WORK ORDER A
List every person who speaks in the committee transcript, giving each name as the transcript shows it.
WORK ORDER B
Write a continuation of the committee transcript that picks up after its final sentence.
### DOCUMENT SEGMENT ###
We'll begin round number one.

3:55 p.m.

NDP

Megan Leslie NDP Halifax, NS

Madam Chair, on a point of clarification, how much time do we have?

3:55 p.m.

Conservative

The Chair Conservative Joy Smith

Fifteen minutes, I said. I'm sorry, we start with fifteen minutes, and we have the Bloc for ten minutes. Everybody else gets ten minutes. I realize you're going to be sharing your time with Ms. Ashton as well, and that's fine; I've made a note of that.

We'll begin for 15 minutes with Mr. Dosanjh for the Liberals.

3:55 p.m.

Liberal

Ujjal Dosanjh Liberal Vancouver South, BC

Thank you very much Madam Chair.

Thank you, Madam Minister, for being here.

I have five or six questions. I'm sure I won't finish the 15 minutes, and my colleagues can share the time with me.

Minister, at the end of your remarks you raised the issue of the statutory review. The question I have is, if you're so inclined now that this committee should do the review, what was the intent and motivation behind sending it to the Senate in the first place?
### DATASET EXCERPTS ###
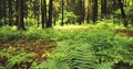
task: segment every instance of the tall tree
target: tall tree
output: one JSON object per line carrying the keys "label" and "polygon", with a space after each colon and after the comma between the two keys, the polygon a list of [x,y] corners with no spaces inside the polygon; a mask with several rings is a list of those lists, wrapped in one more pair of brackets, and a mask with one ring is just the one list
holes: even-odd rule
{"label": "tall tree", "polygon": [[124,12],[124,9],[123,9],[123,3],[122,3],[122,0],[117,0],[119,1],[119,7],[121,9],[121,14],[122,14],[122,19],[123,19],[123,22],[124,22],[124,26],[126,27],[129,25],[127,21],[126,21],[126,15],[125,15],[125,12]]}
{"label": "tall tree", "polygon": [[64,20],[64,0],[62,0],[62,22],[61,25],[63,26],[63,20]]}
{"label": "tall tree", "polygon": [[44,28],[44,23],[47,23],[47,0],[41,0],[41,13],[42,13],[42,28]]}
{"label": "tall tree", "polygon": [[93,22],[95,22],[98,20],[98,0],[93,0]]}
{"label": "tall tree", "polygon": [[81,24],[82,22],[83,22],[83,0],[80,0],[79,1],[79,4],[80,4],[80,22],[79,22],[79,24]]}
{"label": "tall tree", "polygon": [[101,0],[101,18],[103,19],[108,14],[106,0]]}
{"label": "tall tree", "polygon": [[12,25],[12,16],[13,16],[12,0],[8,0],[8,2],[9,2],[9,25]]}
{"label": "tall tree", "polygon": [[24,10],[23,10],[24,0],[18,0],[18,27],[19,30],[25,30],[24,27]]}
{"label": "tall tree", "polygon": [[53,0],[49,1],[49,20],[47,22],[47,27],[52,27],[52,5],[53,5]]}

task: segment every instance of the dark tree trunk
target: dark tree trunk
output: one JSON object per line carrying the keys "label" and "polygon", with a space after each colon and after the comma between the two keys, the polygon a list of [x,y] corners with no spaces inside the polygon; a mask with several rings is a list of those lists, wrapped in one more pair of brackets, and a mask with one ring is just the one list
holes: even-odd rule
{"label": "dark tree trunk", "polygon": [[64,13],[64,1],[62,0],[62,22],[61,22],[61,26],[63,26],[63,13]]}
{"label": "dark tree trunk", "polygon": [[42,28],[47,24],[47,0],[41,0],[41,13],[42,13]]}
{"label": "dark tree trunk", "polygon": [[52,27],[52,5],[53,5],[53,0],[49,1],[49,20],[48,20],[48,24],[47,27]]}
{"label": "dark tree trunk", "polygon": [[23,3],[24,3],[24,0],[18,0],[18,23],[19,23],[18,27],[19,30],[25,30],[24,22],[23,22],[23,19],[24,19]]}
{"label": "dark tree trunk", "polygon": [[105,18],[108,14],[106,0],[101,0],[101,18]]}
{"label": "dark tree trunk", "polygon": [[98,20],[98,0],[93,0],[93,22]]}
{"label": "dark tree trunk", "polygon": [[82,24],[82,22],[83,22],[83,0],[79,1],[79,5],[80,5],[80,9],[79,9],[79,11],[80,11],[79,24]]}
{"label": "dark tree trunk", "polygon": [[18,16],[19,16],[19,14],[18,14],[18,5],[19,5],[19,1],[17,0],[17,1],[16,1],[16,12],[17,12],[17,13],[16,13],[16,25],[19,25],[19,24],[18,24],[18,23],[19,23],[19,22],[18,22]]}
{"label": "dark tree trunk", "polygon": [[12,14],[13,14],[12,0],[8,0],[8,2],[9,2],[9,25],[11,26],[12,25]]}
{"label": "dark tree trunk", "polygon": [[122,19],[123,19],[123,22],[124,22],[124,26],[126,27],[129,25],[127,21],[126,21],[126,15],[125,15],[125,12],[124,12],[124,9],[123,9],[123,3],[121,0],[119,0],[119,7],[121,9],[121,14],[122,14]]}

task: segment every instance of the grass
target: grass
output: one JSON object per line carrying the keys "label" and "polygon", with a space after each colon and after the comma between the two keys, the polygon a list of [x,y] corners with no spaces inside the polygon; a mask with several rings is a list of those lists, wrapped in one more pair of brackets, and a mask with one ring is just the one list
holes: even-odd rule
{"label": "grass", "polygon": [[[133,68],[133,35],[114,24],[0,28],[0,68]],[[121,64],[121,65],[117,65]],[[125,65],[125,66],[122,66]],[[62,67],[60,67],[62,66]]]}

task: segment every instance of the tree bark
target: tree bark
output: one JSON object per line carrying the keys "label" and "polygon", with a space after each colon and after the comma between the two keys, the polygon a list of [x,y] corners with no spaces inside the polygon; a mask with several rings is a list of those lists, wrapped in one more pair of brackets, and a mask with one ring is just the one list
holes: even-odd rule
{"label": "tree bark", "polygon": [[41,0],[41,13],[42,13],[42,28],[47,24],[47,0]]}
{"label": "tree bark", "polygon": [[12,25],[12,14],[13,14],[12,0],[8,0],[8,2],[9,2],[9,25],[11,26]]}
{"label": "tree bark", "polygon": [[18,27],[19,30],[25,30],[24,21],[23,21],[23,18],[24,18],[23,3],[24,3],[24,0],[18,0],[18,23],[19,23]]}
{"label": "tree bark", "polygon": [[101,0],[101,18],[105,18],[108,14],[106,0]]}
{"label": "tree bark", "polygon": [[49,20],[47,22],[47,27],[52,27],[52,5],[53,5],[53,0],[49,1]]}
{"label": "tree bark", "polygon": [[98,0],[93,0],[93,22],[98,20]]}
{"label": "tree bark", "polygon": [[122,19],[123,19],[123,22],[124,22],[124,26],[126,27],[129,25],[127,21],[126,21],[126,15],[125,15],[125,12],[124,12],[124,9],[123,9],[123,3],[121,0],[119,0],[119,7],[121,9],[121,14],[122,14]]}
{"label": "tree bark", "polygon": [[61,22],[61,26],[63,26],[63,16],[64,16],[64,1],[62,0],[62,22]]}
###
RESPONSE A
Megan Leslie
Joy Smith
Ujjal Dosanjh

RESPONSE B
3:55 p.m.

Conservative

Leona Aglukkaq Conservative Nunavut, NU

Thank you, Madam Chair.

As I stated in the report, I thought the Senate committee did an excellent job of reviewing the pandemic plan rollout. I thought their recommendations coming forward were objective and constructive, and I asked them to do the same thing for the 2014 accord. The review they completed under the pandemic plan incorporated those recommendations. I thought they took the opportunity to consult with many Canadians to improve the pandemic plan we have for Canada, which is why I requested that they look at the 2014 accord and report back accordingly.

3:55 p.m.

Liberal

Ujjal Dosanjh Liberal Vancouver South, BC

And did you think this committee wasn't capable of doing as good a job or better?

3:55 p.m.

Conservative

Leona Aglukkaq Conservative Nunavut, NU

There's a motion before you today—

3:55 p.m.

Liberal

Ujjal Dosanjh Liberal Vancouver South, BC

I understand that. Please answer the question.

3:55 p.m.

Conservative

Leona Aglukkaq Conservative Nunavut, NU

And if you would like to support that motion—

3:55 p.m.

Liberal

Ujjal Dosanjh Liberal Vancouver South, BC

Please answer the question.

3:55 p.m.

Conservative

Leona Aglukkaq Conservative Nunavut, NU

There's a motion before you today.

3:55 p.m.

Liberal

Ujjal Dosanjh Liberal Vancouver South, BC

That's not your motion.

3:55 p.m.

Conservative

Leona Aglukkaq Conservative Nunavut, NU

It's a motion that—

3:55 p.m.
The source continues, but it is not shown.